### About this exercise:
The lines to retype are the one with "Would you point out the calm" and all that follow it to the end of the entries below; copy them exactly and nothing else.

### Source data:
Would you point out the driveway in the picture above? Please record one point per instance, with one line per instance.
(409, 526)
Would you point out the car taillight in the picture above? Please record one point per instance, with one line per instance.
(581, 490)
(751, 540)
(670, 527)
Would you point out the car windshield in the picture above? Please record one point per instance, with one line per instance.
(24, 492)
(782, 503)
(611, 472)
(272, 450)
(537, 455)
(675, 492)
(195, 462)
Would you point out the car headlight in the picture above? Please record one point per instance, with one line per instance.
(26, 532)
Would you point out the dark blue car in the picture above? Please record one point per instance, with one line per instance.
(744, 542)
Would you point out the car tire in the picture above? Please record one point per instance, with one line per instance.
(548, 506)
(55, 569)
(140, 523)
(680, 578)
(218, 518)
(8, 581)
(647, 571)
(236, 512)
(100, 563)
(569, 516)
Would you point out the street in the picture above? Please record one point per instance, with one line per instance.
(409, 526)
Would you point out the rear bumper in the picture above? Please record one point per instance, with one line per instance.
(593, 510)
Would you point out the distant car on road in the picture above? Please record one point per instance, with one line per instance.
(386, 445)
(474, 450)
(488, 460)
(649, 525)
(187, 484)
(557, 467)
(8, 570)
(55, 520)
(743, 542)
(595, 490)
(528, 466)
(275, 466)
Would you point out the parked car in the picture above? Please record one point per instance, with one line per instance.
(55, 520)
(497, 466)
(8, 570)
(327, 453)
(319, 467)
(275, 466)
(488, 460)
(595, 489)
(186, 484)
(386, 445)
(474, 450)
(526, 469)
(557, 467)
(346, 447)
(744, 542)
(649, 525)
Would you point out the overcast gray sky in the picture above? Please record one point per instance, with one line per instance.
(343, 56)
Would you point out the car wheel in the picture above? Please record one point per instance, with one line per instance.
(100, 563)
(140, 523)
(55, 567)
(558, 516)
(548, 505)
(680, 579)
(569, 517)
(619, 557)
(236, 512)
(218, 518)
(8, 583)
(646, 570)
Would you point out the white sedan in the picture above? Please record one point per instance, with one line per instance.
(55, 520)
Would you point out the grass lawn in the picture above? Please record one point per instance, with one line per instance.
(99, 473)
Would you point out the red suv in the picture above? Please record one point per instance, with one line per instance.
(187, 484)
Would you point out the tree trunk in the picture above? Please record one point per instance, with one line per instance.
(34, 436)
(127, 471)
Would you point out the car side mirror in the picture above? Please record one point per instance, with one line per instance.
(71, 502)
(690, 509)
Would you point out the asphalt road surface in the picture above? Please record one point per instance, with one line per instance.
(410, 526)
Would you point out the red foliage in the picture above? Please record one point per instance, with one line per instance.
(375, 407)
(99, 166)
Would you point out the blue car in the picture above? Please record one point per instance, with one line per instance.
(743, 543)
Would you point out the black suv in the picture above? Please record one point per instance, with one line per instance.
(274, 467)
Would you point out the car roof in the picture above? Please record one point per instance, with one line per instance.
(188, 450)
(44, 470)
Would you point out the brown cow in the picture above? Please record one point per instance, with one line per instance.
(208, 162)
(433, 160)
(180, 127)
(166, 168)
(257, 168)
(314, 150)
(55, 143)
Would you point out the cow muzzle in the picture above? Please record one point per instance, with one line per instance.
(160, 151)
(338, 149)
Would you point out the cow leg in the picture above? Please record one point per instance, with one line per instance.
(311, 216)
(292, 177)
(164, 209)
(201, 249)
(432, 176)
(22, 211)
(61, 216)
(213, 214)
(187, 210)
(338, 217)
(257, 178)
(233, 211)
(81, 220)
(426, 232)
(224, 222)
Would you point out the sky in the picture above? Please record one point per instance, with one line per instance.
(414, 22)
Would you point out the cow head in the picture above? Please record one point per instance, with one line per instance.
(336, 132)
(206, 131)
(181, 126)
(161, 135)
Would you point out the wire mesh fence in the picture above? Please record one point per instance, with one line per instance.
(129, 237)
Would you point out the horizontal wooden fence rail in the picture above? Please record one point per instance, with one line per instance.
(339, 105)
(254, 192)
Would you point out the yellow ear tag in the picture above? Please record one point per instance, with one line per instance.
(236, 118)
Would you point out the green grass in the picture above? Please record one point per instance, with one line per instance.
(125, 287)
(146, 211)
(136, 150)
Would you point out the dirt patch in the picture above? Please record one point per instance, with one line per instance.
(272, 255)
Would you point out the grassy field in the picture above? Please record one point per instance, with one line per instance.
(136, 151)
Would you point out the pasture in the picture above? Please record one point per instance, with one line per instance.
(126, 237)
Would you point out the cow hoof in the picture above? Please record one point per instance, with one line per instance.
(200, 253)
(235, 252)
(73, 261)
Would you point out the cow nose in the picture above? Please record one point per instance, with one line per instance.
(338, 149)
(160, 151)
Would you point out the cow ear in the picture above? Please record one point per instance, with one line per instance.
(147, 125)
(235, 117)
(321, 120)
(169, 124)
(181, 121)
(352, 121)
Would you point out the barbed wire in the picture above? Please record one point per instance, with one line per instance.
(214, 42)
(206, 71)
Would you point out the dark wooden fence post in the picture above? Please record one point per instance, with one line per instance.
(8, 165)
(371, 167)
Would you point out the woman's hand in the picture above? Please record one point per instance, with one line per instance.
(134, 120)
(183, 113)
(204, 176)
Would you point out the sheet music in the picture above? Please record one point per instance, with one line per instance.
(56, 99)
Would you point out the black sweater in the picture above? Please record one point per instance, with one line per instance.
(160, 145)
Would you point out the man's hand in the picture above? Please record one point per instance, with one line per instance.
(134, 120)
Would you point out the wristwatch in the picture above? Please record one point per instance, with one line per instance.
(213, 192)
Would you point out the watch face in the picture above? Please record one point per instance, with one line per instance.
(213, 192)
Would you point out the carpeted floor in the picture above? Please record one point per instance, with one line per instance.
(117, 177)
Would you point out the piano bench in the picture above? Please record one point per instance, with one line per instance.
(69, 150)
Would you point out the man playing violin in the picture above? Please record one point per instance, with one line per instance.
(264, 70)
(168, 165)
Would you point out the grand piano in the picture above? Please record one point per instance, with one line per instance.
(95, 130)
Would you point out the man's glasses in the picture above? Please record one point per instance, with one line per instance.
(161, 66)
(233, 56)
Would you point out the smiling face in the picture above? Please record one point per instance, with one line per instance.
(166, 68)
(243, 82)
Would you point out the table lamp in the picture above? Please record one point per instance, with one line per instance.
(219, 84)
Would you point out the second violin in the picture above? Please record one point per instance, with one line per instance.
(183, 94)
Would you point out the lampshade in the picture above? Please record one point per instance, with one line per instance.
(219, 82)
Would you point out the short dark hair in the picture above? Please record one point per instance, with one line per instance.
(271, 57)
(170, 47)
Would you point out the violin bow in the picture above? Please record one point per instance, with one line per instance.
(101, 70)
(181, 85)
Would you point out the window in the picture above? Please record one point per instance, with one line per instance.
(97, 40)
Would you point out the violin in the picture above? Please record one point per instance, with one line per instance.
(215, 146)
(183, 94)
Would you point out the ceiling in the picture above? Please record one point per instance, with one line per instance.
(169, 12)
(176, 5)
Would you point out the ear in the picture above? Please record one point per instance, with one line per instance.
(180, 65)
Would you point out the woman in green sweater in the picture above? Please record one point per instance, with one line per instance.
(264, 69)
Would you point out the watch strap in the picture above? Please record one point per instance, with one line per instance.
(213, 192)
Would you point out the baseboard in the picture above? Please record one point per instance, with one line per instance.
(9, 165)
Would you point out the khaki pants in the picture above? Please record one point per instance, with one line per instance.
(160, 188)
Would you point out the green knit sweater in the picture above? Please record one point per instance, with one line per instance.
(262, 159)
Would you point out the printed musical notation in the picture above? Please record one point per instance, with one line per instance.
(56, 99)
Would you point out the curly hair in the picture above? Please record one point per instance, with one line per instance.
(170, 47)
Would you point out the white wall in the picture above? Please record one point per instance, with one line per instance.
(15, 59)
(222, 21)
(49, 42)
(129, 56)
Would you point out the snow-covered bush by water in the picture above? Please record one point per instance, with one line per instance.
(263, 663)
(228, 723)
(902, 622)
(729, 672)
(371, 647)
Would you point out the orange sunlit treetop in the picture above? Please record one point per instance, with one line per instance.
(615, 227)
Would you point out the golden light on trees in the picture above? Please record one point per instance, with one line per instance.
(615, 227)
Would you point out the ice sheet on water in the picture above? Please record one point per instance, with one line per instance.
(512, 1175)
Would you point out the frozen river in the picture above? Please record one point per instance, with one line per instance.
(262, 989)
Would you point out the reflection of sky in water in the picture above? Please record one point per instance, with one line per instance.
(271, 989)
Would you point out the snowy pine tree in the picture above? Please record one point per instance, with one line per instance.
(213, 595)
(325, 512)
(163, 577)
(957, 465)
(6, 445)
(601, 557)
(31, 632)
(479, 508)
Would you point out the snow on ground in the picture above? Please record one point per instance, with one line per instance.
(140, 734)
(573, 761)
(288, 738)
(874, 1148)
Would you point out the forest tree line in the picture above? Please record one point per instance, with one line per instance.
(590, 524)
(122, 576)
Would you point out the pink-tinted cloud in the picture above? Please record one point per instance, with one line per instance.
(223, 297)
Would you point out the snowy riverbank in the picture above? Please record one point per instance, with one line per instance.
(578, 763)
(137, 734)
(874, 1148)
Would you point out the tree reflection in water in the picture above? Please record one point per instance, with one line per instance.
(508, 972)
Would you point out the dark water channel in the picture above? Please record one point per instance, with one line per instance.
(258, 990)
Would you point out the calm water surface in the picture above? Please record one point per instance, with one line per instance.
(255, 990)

### Solution below:
Would you point out the calm water surface in the picture above? Please record one point per instance, with one line per instance.
(255, 990)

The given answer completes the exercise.